Segment Start: Records to use
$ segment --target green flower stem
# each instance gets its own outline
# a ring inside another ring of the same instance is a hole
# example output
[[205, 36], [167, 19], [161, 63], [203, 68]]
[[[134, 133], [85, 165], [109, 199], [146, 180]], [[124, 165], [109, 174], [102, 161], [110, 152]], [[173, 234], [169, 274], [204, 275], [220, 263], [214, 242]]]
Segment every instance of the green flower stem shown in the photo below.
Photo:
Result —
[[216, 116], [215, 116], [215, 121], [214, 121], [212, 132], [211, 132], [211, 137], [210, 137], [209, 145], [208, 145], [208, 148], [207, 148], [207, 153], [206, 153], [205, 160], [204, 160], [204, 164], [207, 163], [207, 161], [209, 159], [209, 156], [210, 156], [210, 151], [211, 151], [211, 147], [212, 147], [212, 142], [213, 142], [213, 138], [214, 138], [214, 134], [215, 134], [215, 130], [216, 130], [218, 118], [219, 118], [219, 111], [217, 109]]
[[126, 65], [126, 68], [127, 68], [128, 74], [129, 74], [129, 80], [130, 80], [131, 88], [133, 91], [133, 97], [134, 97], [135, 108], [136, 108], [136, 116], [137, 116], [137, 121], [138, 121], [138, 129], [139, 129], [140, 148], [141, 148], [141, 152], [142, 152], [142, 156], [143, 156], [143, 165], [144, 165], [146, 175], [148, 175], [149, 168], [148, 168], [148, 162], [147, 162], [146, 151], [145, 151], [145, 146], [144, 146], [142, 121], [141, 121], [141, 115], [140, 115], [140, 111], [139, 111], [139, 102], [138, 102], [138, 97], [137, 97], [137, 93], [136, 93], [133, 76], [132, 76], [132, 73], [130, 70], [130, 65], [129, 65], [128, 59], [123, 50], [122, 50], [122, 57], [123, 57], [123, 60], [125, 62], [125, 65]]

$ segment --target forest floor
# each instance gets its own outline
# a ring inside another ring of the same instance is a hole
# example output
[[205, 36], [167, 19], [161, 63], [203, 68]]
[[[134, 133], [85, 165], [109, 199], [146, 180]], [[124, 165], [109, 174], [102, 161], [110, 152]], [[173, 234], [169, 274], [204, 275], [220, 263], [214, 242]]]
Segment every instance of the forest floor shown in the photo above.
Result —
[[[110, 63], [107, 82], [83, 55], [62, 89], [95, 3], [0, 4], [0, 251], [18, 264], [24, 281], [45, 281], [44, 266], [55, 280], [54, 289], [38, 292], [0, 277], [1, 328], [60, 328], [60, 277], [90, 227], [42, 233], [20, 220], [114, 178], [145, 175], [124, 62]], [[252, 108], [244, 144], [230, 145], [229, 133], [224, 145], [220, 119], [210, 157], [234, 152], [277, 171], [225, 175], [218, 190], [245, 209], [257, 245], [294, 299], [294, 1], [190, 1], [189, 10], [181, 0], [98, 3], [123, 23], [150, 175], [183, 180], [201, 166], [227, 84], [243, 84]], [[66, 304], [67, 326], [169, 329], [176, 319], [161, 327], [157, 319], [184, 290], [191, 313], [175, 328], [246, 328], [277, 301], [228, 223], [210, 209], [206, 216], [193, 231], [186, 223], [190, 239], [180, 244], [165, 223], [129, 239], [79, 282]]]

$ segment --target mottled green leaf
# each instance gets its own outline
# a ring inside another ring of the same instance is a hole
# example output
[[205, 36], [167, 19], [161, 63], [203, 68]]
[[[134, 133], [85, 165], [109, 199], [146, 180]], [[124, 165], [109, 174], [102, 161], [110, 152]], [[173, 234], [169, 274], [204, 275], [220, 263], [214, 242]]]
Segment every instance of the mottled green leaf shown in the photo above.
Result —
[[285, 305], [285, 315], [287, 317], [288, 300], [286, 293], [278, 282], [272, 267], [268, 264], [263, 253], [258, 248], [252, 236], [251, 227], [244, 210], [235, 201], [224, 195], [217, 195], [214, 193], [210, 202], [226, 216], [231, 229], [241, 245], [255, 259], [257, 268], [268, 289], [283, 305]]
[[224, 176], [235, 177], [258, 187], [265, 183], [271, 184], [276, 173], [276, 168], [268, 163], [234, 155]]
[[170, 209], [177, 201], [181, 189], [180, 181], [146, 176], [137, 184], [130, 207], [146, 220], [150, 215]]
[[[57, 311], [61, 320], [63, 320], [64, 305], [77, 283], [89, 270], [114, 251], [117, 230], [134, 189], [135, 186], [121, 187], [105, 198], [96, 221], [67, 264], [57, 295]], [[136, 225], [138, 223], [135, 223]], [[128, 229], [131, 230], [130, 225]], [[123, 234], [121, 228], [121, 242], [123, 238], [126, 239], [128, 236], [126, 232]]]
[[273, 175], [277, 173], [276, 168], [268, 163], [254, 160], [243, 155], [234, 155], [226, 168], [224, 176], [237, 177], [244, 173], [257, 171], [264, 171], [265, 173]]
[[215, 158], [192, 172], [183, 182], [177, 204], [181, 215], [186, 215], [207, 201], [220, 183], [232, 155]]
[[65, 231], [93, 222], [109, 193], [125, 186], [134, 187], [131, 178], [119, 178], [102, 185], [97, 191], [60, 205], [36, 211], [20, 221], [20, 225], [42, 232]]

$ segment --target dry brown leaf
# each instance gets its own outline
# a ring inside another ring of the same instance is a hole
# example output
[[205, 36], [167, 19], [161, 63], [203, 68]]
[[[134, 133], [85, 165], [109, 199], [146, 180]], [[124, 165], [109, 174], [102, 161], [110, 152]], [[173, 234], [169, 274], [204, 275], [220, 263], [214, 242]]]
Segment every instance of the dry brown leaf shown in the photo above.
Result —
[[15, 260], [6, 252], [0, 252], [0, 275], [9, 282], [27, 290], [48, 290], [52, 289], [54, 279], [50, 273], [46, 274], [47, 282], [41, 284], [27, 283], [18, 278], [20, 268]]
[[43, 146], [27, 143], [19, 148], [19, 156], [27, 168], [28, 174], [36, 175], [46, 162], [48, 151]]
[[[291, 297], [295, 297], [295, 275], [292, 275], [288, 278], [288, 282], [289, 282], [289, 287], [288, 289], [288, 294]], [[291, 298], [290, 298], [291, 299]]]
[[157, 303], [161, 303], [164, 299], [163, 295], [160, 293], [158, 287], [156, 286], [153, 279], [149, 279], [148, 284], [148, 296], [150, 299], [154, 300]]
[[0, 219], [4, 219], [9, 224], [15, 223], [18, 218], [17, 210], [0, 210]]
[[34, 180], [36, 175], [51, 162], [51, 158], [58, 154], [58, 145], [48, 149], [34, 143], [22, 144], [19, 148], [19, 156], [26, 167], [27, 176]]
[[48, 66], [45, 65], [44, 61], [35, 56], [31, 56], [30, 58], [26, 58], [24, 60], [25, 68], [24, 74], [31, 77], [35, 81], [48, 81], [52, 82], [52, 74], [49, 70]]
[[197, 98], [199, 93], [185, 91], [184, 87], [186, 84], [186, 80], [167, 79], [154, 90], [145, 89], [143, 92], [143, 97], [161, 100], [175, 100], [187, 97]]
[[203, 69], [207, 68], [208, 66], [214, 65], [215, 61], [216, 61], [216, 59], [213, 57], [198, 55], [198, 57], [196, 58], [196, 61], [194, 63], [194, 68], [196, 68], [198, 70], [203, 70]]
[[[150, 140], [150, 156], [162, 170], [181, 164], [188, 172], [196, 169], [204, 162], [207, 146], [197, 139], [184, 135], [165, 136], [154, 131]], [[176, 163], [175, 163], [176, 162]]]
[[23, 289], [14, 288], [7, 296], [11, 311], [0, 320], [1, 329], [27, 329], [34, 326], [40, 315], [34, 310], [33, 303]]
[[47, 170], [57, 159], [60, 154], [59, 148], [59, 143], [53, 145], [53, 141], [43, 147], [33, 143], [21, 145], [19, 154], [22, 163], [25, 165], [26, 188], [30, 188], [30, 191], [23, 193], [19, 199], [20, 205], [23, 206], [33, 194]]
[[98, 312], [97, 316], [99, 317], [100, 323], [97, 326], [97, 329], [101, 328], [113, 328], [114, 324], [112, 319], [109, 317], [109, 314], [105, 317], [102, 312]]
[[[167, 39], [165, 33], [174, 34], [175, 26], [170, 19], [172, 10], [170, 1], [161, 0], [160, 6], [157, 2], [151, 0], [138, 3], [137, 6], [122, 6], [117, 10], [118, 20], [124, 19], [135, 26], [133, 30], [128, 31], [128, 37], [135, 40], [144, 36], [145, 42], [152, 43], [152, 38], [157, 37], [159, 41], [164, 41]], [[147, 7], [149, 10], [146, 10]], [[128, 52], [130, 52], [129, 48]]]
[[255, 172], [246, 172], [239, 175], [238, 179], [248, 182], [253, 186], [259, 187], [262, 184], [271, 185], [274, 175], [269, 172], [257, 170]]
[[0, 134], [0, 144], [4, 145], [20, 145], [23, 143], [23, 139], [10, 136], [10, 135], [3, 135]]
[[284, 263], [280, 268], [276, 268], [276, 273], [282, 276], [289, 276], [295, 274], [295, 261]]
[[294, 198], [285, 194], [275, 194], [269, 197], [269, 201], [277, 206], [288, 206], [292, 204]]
Segment End: Records to use
Work task:
Go through the listing above and copy each line that contains "floor".

Result of this task:
$ segment --target forest floor
Segment every instance of the forest floor shown in the photo above.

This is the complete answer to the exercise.